**Given records**
───
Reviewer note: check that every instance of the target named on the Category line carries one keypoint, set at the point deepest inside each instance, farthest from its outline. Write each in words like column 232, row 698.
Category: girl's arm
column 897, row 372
───
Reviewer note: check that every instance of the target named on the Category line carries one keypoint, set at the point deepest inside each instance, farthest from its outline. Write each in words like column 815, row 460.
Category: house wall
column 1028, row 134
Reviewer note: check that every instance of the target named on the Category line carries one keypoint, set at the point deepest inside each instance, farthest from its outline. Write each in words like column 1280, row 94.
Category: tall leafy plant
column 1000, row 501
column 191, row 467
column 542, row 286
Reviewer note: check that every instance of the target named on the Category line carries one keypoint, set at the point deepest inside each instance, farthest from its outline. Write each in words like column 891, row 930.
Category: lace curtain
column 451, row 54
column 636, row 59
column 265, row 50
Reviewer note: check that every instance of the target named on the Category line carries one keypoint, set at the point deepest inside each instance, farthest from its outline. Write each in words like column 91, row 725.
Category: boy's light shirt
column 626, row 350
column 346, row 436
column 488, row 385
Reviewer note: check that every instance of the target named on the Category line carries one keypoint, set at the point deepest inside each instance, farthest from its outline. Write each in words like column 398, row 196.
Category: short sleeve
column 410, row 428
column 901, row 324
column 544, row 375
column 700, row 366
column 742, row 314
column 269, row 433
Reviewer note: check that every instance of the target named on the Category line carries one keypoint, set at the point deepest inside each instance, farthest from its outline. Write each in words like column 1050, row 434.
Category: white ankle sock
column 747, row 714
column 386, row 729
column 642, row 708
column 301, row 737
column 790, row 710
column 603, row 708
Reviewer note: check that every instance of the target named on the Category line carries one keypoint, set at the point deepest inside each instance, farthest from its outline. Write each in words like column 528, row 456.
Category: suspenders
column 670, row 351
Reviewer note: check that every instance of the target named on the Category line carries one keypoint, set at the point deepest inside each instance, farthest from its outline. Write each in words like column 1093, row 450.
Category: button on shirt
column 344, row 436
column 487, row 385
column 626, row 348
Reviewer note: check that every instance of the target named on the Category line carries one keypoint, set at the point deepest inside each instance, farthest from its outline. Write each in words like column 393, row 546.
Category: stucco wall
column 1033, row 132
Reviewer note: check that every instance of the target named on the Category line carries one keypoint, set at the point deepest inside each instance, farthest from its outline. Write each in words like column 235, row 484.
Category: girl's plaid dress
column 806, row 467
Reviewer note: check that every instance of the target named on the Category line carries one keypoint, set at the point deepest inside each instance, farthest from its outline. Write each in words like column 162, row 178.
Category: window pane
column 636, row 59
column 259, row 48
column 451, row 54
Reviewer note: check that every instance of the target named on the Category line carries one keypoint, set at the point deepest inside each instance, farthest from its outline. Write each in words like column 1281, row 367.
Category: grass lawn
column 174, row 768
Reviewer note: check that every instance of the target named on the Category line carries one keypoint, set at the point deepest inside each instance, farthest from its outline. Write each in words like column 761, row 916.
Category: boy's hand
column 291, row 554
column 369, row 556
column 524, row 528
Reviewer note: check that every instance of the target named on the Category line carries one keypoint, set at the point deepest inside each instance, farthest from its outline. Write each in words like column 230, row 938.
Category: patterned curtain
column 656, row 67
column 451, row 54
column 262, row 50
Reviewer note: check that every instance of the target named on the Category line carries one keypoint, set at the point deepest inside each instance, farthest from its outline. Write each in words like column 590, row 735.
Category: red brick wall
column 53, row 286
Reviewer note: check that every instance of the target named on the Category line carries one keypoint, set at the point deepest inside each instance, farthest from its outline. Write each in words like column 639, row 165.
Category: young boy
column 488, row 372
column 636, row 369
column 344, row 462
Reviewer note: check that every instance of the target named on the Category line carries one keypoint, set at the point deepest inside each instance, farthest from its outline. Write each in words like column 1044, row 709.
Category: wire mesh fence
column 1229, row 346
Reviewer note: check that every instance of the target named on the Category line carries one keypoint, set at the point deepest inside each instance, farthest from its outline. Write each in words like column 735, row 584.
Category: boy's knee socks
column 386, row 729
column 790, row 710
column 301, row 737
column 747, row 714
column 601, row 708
───
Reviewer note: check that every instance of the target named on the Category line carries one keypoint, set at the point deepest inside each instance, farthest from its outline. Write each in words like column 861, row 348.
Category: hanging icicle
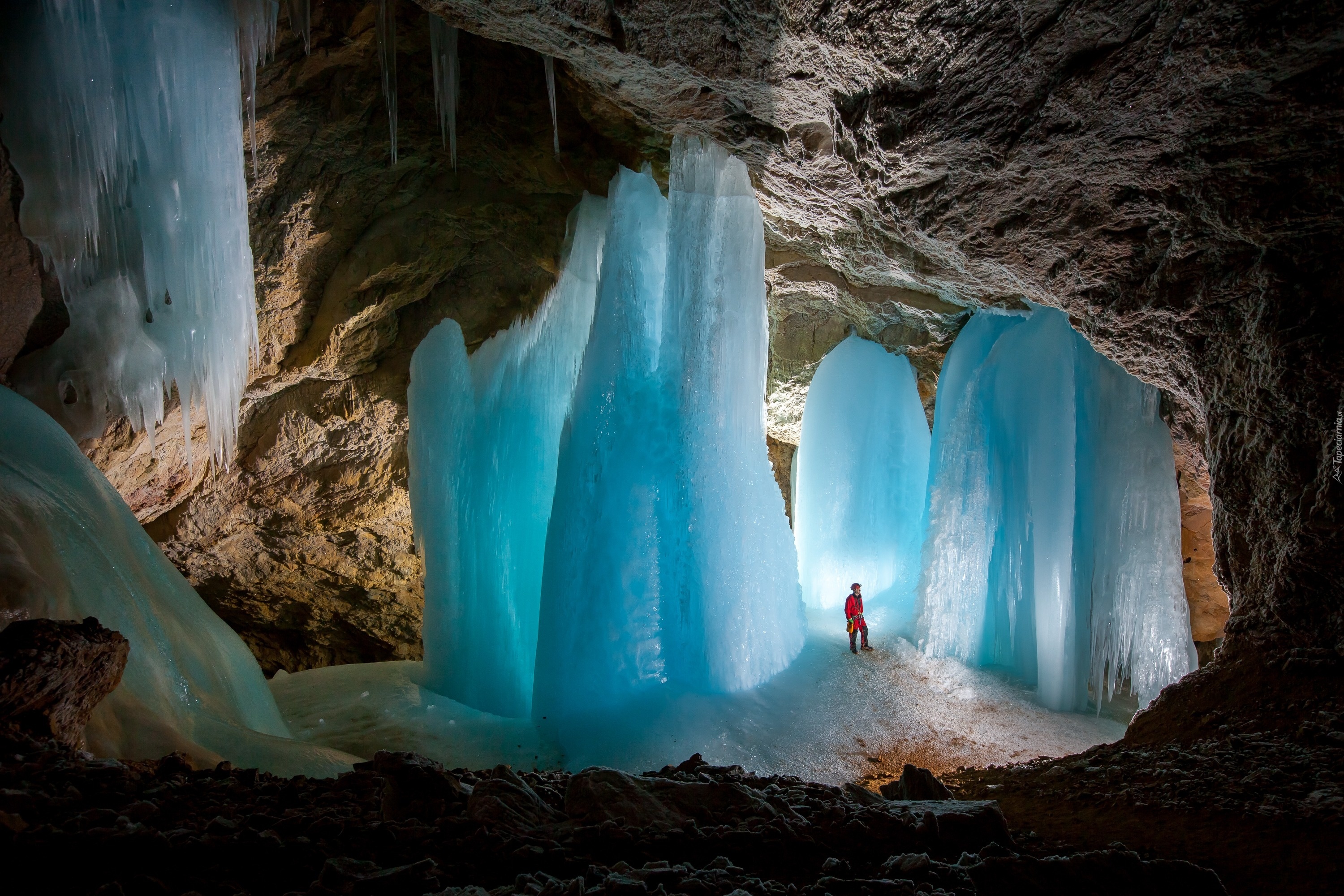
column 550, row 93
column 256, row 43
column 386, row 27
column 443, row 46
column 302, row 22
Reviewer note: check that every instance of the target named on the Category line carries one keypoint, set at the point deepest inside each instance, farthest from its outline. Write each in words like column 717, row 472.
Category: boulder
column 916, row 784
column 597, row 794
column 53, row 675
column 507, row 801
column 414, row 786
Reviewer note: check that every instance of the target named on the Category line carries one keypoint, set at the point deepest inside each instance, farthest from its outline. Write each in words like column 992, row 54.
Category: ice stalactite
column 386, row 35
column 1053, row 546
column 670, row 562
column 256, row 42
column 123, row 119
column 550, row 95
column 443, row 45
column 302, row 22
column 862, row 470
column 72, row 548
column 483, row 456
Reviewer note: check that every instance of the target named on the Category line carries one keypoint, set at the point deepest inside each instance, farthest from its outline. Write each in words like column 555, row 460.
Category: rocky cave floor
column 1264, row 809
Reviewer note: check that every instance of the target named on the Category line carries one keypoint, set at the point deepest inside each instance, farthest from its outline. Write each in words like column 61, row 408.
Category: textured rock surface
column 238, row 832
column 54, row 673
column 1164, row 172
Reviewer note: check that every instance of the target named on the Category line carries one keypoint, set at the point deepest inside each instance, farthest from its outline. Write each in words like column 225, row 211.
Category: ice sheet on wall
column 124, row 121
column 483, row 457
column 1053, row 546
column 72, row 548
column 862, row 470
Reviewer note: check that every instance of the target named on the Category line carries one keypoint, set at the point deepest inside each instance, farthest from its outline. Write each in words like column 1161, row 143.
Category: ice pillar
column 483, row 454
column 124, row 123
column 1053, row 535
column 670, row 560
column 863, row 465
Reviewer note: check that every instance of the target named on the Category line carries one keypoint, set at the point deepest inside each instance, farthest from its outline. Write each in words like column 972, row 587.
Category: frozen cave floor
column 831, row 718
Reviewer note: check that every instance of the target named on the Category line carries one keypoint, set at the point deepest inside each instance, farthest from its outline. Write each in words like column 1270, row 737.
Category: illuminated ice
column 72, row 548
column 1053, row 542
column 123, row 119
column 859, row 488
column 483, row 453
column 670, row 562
───
**What the task requires**
Start at the line containing "232, row 698." and end after the line containing "column 897, row 372". Reproduce those lines with "keypoint" changed to "marker", leaving everything else unaltered.

**Response**
Reviewer note: check that every instance of the target named on the Category line carries one marker, set at the point deepest inside each instance, farthest from its outline. Write each in words like column 232, row 698.
Category: girl's arm
column 897, row 372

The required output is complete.